_Text section_.
:::::

A lurking variable in statistics is a “hidden” variable that we have failed to consider in our model but which has an effect on the response variable. The word “lurking” literally suggests that the variable is unidentified but it still affects our dependent variable.
In observational studies, it is important to identify the presence of lurking variables because they can cause us to misunderstand the relationship between the dependent and the independent variables.
The main reason for the presence of lurking variables is that the researcher fails to identify all the variables that cause changes to occur in the response variable. Let us try to understand what lurking variables are by looking at some examples.
Examples of Lurking Variables:
Example 1: Height and Genetic Factors
Suppose a researcher develops a statistical model for the height of a person where diet, sex, lifestyle, etc. are taken to be the explanatory variables. It is well known that the height of a person depends on the dietary choices of the person.
Independent Variable: Diet.
Dependent Variable: Height.
In such a case genetic factors may be the lurking variable that the researcher has failed to identify. The researcher has failed to take note of the well known fact that the most important factor that affects the height of the person is the height of the parents.
Lurking Variable: Genetic Factors (Height of Parents).
Example 2: Growth Rate of Crops and Soil Fertility
Suppose that we want to understand the relationship between the growth rate of crops and the amount of fertilizer used. It is to be expected that a higher quantity of fertilizer used would lead to a higher growth rate for crops. Here the amount of fertilizer used is the explanatory variable and the growth rate is the response variable.

:::::

(Items drawn from a collection)
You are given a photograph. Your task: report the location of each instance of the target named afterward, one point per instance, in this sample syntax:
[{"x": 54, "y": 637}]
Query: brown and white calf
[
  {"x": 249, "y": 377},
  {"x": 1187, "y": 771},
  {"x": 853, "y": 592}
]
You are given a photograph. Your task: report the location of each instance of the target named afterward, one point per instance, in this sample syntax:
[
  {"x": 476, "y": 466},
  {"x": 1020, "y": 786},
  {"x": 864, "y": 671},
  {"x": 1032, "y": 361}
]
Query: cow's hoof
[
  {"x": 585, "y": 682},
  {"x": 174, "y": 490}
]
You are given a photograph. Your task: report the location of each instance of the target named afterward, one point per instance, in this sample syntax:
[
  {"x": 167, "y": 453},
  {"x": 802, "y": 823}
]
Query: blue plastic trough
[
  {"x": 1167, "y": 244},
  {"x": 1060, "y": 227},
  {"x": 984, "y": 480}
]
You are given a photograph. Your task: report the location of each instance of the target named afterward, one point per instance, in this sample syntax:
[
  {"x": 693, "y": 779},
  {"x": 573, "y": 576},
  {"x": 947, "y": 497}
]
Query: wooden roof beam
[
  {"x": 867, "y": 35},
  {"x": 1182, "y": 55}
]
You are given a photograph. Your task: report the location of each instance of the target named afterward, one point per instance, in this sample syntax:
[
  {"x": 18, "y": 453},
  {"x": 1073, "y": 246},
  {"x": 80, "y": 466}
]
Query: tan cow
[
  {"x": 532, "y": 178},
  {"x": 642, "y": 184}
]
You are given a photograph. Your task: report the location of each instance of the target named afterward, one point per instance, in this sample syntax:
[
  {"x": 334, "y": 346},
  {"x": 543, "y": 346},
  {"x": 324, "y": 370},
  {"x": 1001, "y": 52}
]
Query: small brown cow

:::::

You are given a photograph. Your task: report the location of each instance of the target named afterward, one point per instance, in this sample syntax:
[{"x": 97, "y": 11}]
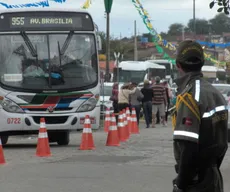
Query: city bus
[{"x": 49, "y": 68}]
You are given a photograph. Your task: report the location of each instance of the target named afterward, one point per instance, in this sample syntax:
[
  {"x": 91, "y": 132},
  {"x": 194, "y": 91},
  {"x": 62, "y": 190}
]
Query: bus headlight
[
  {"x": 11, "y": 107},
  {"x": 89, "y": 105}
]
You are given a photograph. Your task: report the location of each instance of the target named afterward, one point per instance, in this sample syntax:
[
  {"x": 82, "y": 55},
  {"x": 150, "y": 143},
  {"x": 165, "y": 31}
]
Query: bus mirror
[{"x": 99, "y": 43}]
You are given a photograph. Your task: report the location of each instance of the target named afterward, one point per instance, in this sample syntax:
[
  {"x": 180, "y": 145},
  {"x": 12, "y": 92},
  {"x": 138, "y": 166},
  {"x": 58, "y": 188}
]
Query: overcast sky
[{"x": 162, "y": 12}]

:::::

_Activity A_. In the text on lurking variables, why does it matter to spot them in observational studies? Answer in one to three sentences.
_Activity B_. Extend the text on lurking variables, picking up right after its last sentence.
You won't need the items to do these tasks.

_Written reply A_. Lurking variables can make us misunderstand the relationship between the dependent and independent variables. Spotting them keeps us from drawing the wrong conclusion about how the two are connected.

_Written reply B_.
Independent Variable: Amount of Fertilizer used.
Dependent Variable: Growth Rate of Crops.
Here the difference in soil fertility among the plots is a potential lurking variable. This is because the growth rate of crops is also affected by the fertility of the soil of the plots.
Lurking Variable: Soil Fertility.
Example 3: Age as a Lurking Variable
It is an empirical fact that the amount of hair that a man has on his head is inversely correlated with the chances of death. This means that a man with less hair on his head is more likely to die.
Does this mean that there is a causal relationship between the two? Does less hair really lead to a man’s death? The answer is clearly no. The reason for this observed relationship is the presence of the lurking variable which is age. The older a man gets the more hair he loses and the greater his chances of death. A 70 year old bald man is much more likely to die than a young 20 year old.
Independent Variable: Hair Loss.
Dependent Variable: Chances of Death.
Lurking Variable: Age.
Example 4: Blood Pressure and Sex
In a linear model for modeling the blood pressure of patients, a researcher takes the explanatory variable to be the diet. The diet of a person has a clear effect on the blood pressure. Here the sex of the patient may turn out to be the lurking variable. This is because it is well known that females generally have a higher heart rate than the male population.
Is Weather a Lurking Variable?
It is well known that there is an inverse correlation between ice cream sales and the sale of sweaters. Does this mean that people who eat ice cream do not buy sweaters? The answer is clearly no.
The lurking variable in this case is the weather. During the summer months, ice cream sales tend to increase, and people do not buy sweaters because of the hot temperature. Conversely, during the winter more people buy sweaters and fewer people eat ice creams because of the cold.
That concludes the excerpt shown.